PROBLEM STATEMENT: Rewrite the records below as a numbered list, leaving out any blank lines.

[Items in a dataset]

^^^^^^^^

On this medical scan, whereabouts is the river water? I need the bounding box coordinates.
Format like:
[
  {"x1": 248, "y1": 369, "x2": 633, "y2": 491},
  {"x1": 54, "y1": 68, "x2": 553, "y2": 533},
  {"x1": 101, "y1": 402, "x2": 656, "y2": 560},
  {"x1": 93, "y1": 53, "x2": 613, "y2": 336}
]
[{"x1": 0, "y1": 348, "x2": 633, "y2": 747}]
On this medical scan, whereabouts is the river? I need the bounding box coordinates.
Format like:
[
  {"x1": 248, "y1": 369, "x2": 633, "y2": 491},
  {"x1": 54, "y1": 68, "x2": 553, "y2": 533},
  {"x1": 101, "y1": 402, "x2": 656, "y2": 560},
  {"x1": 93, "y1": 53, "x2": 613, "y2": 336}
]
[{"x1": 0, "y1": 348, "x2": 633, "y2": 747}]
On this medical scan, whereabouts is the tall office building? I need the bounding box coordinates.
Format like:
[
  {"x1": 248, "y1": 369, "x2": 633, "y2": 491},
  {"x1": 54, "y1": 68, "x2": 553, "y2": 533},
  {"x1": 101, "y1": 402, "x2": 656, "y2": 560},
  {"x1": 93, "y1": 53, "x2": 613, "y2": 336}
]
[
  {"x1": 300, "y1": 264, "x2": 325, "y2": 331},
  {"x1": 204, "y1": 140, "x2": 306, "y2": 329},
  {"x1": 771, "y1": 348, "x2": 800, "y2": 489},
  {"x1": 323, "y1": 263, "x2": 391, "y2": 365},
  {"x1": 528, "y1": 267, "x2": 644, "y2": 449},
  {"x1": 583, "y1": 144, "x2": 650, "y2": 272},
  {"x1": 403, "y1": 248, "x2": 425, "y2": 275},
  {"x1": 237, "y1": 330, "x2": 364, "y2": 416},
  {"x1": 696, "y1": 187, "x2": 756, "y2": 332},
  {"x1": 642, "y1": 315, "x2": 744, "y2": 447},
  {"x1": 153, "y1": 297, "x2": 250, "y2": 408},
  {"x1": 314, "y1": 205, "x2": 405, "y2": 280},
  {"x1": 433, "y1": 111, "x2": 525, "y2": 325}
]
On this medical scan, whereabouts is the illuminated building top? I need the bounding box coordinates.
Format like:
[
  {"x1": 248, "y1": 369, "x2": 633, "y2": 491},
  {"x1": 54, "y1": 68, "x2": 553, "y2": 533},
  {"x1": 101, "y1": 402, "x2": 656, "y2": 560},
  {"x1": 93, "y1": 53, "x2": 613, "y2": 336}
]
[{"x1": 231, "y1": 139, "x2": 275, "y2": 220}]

^^^^^^^^

RESULT:
1. On this medical scan, whereabouts is the river water? I need the bounding box coordinates.
2. Format like:
3. [
4.   {"x1": 248, "y1": 369, "x2": 633, "y2": 491},
5.   {"x1": 54, "y1": 68, "x2": 553, "y2": 533},
6.   {"x1": 101, "y1": 402, "x2": 656, "y2": 560},
7.   {"x1": 93, "y1": 53, "x2": 613, "y2": 336}
8. ]
9. [{"x1": 0, "y1": 348, "x2": 633, "y2": 747}]
10. On this medical scan, whereabouts is the river? I need the bounding box coordinates.
11. Format like:
12. [
13.   {"x1": 248, "y1": 369, "x2": 633, "y2": 491},
14.   {"x1": 54, "y1": 68, "x2": 553, "y2": 533},
15.   {"x1": 101, "y1": 402, "x2": 656, "y2": 560},
16.   {"x1": 93, "y1": 53, "x2": 613, "y2": 336}
17. ]
18. [{"x1": 0, "y1": 348, "x2": 633, "y2": 747}]
19. On this medical scan, whereabouts is the tall office building? I need the bounding box coordinates.
20. Format like:
21. [
22.   {"x1": 248, "y1": 369, "x2": 633, "y2": 491},
23.   {"x1": 54, "y1": 68, "x2": 553, "y2": 533},
24.   {"x1": 101, "y1": 402, "x2": 656, "y2": 560},
25.   {"x1": 93, "y1": 53, "x2": 613, "y2": 336}
26. ]
27. [
28.   {"x1": 300, "y1": 264, "x2": 325, "y2": 331},
29.   {"x1": 204, "y1": 140, "x2": 306, "y2": 329},
30.   {"x1": 771, "y1": 348, "x2": 800, "y2": 489},
31.   {"x1": 323, "y1": 263, "x2": 391, "y2": 365},
32.   {"x1": 528, "y1": 267, "x2": 644, "y2": 449},
33.   {"x1": 583, "y1": 144, "x2": 650, "y2": 272},
34.   {"x1": 403, "y1": 248, "x2": 425, "y2": 275},
35.   {"x1": 237, "y1": 330, "x2": 364, "y2": 416},
36.   {"x1": 696, "y1": 187, "x2": 756, "y2": 332},
37.   {"x1": 642, "y1": 315, "x2": 744, "y2": 447},
38.   {"x1": 153, "y1": 297, "x2": 250, "y2": 408},
39.   {"x1": 314, "y1": 205, "x2": 405, "y2": 280},
40.   {"x1": 433, "y1": 111, "x2": 525, "y2": 325}
41. ]
42. On this medical scan, whereabouts is the illuminated building top? I need the bounding box coordinates.
43. Format like:
44. [
45.   {"x1": 248, "y1": 369, "x2": 633, "y2": 491},
46.   {"x1": 54, "y1": 68, "x2": 553, "y2": 533},
47.   {"x1": 101, "y1": 402, "x2": 656, "y2": 560},
48.   {"x1": 93, "y1": 53, "x2": 613, "y2": 336}
49. ]
50. [{"x1": 231, "y1": 139, "x2": 275, "y2": 220}]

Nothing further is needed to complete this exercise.